##### Entries provided #####

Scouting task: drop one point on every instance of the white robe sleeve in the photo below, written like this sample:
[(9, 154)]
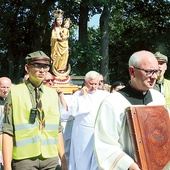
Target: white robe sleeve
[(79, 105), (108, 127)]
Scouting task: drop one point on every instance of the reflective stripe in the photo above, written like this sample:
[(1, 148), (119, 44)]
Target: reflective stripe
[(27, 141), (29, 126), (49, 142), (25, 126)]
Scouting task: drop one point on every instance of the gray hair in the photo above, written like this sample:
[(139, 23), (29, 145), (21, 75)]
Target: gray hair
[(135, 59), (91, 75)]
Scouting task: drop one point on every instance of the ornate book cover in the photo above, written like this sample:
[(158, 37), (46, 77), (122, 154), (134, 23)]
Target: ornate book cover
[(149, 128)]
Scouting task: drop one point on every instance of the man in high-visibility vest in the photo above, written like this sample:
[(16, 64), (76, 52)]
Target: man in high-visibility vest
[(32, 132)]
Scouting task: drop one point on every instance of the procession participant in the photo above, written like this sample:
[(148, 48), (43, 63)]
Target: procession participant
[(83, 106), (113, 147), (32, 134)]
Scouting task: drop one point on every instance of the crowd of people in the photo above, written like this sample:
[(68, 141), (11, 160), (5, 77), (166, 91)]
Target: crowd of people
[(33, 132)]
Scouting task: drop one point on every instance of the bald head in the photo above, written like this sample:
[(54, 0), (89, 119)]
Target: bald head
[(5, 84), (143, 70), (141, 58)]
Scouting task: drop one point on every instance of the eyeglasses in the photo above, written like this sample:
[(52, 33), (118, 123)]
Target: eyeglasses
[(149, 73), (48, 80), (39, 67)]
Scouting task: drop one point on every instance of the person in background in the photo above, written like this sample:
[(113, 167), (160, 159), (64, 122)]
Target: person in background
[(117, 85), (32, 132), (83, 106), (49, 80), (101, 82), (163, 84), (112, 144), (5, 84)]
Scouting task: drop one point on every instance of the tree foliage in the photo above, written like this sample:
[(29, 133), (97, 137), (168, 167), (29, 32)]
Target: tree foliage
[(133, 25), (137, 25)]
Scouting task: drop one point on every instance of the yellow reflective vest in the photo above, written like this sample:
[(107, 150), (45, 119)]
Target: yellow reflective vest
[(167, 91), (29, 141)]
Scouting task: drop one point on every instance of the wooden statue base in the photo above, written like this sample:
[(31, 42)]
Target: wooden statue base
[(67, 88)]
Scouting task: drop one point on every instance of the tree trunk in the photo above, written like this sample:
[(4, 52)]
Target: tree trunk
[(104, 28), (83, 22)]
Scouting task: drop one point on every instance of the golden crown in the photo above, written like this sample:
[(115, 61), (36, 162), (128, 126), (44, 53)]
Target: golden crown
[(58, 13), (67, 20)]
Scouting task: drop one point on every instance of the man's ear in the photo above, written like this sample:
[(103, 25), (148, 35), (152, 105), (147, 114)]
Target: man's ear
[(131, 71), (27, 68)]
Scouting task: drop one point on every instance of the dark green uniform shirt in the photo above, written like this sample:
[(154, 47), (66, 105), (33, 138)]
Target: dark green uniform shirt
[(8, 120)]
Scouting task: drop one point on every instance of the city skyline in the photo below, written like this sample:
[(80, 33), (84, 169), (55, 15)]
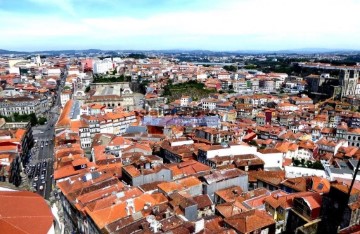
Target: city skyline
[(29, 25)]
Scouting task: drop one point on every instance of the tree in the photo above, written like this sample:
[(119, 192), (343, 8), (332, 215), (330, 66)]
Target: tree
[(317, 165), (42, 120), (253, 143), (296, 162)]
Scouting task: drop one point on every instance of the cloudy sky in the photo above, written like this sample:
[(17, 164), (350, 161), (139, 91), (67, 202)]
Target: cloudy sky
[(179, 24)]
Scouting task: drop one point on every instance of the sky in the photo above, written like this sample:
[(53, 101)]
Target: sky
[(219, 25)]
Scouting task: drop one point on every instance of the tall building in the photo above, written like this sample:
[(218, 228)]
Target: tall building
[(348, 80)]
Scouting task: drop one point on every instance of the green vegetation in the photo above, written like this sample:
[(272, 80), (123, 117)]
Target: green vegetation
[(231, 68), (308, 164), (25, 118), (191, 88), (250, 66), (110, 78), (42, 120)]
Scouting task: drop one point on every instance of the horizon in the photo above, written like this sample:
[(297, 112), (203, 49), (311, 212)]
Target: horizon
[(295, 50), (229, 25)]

#####
##### Entries provided #####

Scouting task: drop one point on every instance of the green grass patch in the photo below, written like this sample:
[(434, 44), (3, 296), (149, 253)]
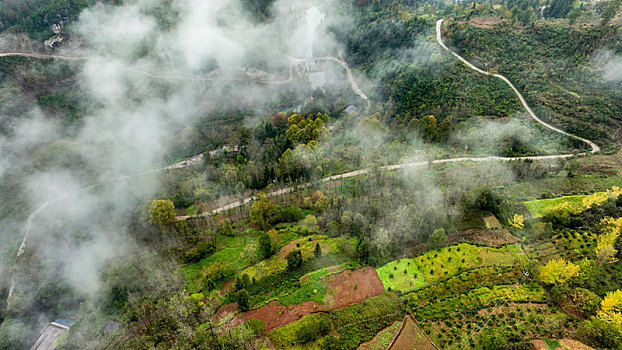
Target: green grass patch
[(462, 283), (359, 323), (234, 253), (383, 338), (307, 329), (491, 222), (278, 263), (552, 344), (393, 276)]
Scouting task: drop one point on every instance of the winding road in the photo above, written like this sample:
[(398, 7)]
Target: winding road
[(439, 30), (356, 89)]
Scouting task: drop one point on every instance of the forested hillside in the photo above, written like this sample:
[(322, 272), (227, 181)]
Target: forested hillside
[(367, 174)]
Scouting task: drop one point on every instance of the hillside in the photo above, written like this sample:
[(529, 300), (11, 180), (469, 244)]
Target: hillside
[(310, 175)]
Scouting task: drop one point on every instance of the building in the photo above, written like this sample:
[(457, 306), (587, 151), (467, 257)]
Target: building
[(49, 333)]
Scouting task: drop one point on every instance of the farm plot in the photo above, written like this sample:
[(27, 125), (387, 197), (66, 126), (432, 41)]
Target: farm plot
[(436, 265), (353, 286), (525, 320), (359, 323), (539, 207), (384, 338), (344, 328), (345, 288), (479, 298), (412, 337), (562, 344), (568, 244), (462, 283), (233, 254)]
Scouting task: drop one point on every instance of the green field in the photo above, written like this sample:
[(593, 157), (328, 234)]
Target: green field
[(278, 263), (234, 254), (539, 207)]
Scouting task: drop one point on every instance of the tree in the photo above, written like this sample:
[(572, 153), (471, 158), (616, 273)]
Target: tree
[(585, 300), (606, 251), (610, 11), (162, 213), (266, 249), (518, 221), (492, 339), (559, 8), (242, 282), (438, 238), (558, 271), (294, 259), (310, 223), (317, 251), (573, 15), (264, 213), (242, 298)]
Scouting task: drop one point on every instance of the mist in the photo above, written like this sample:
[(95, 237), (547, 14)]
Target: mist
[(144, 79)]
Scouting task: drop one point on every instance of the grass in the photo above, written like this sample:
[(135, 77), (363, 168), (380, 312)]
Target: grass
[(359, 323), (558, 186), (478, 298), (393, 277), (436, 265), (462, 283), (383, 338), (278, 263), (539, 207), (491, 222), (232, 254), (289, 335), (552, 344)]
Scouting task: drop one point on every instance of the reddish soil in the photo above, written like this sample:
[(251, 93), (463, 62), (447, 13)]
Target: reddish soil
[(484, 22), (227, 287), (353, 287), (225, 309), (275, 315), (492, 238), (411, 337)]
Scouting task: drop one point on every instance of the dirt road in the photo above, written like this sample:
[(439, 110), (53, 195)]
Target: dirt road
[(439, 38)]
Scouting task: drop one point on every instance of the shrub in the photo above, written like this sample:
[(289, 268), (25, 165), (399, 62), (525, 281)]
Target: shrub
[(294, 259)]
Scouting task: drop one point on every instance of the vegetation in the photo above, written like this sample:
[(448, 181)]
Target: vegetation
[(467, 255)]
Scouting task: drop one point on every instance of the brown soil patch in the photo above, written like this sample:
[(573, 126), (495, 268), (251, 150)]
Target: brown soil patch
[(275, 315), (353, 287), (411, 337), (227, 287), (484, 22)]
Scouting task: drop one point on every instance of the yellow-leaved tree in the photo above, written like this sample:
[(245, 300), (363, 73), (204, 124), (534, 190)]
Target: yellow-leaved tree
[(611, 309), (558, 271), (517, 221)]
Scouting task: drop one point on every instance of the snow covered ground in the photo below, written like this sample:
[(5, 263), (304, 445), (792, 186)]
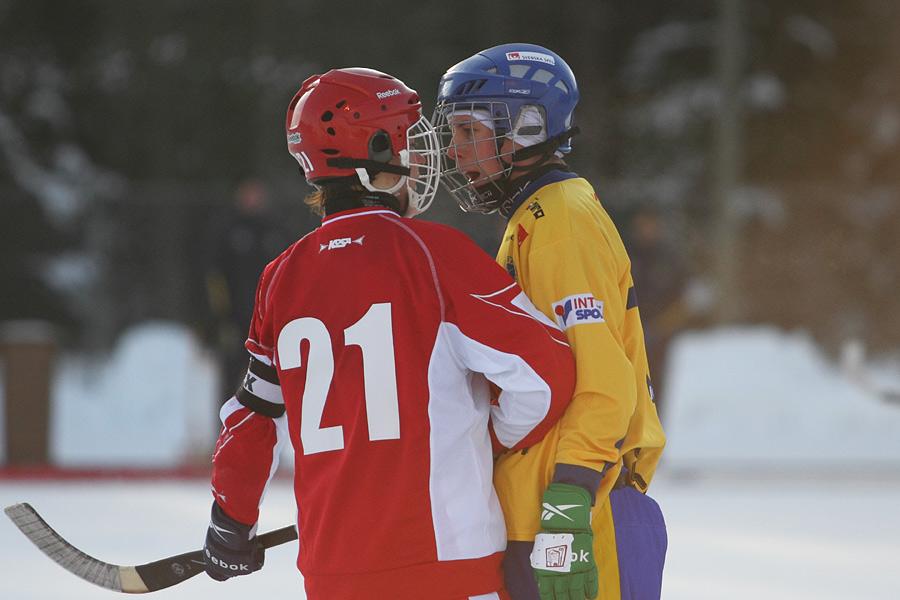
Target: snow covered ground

#####

The problem: Please repeat the rows above between the line holding "Scouting task: drop one point on every instance of the white" and the line holding "[(33, 132)]", inclusive, and leave the picture out of your answer.

Solved problem:
Scouting task: drop one point on every instance of the white robe sleeve in the photo below, written like this sample:
[(9, 154)]
Target: white robe sleeve
[(79, 105), (108, 127)]
Scouting task: drop one point on every instance of the reflective stripe in the photo above, written like this sample:
[(1, 148), (119, 44)]
Target: reflective stripe
[(27, 141), (29, 126), (49, 142), (25, 126)]
Scouting task: drop one point on every instance of the gray hair in the photo above, written like this sample:
[(139, 23), (29, 145), (21, 75)]
Target: gray hair
[(135, 59), (91, 75)]
Scouting task: drop one point on every instance of the ornate book cover in the photo above, written like this sample:
[(158, 37), (46, 77), (122, 154), (134, 23)]
Target: ornate book cover
[(149, 128)]
Scouting task: drop one point on every instance of the man in high-visibility vest in the photo above, written like this sample:
[(16, 64), (76, 52)]
Target: man in high-visibility vest
[(32, 132)]
Scouting task: drop one point on every instance of the procession participant in the photo above, written like this sample:
[(148, 48), (43, 63)]
Target: procession participant
[(83, 106), (113, 147), (32, 134)]
Scouting task: drop one point on every instance of the crowd of people in the photo above, written like this sample:
[(68, 141), (11, 160), (5, 77), (166, 91)]
Target: crowd of people
[(33, 132)]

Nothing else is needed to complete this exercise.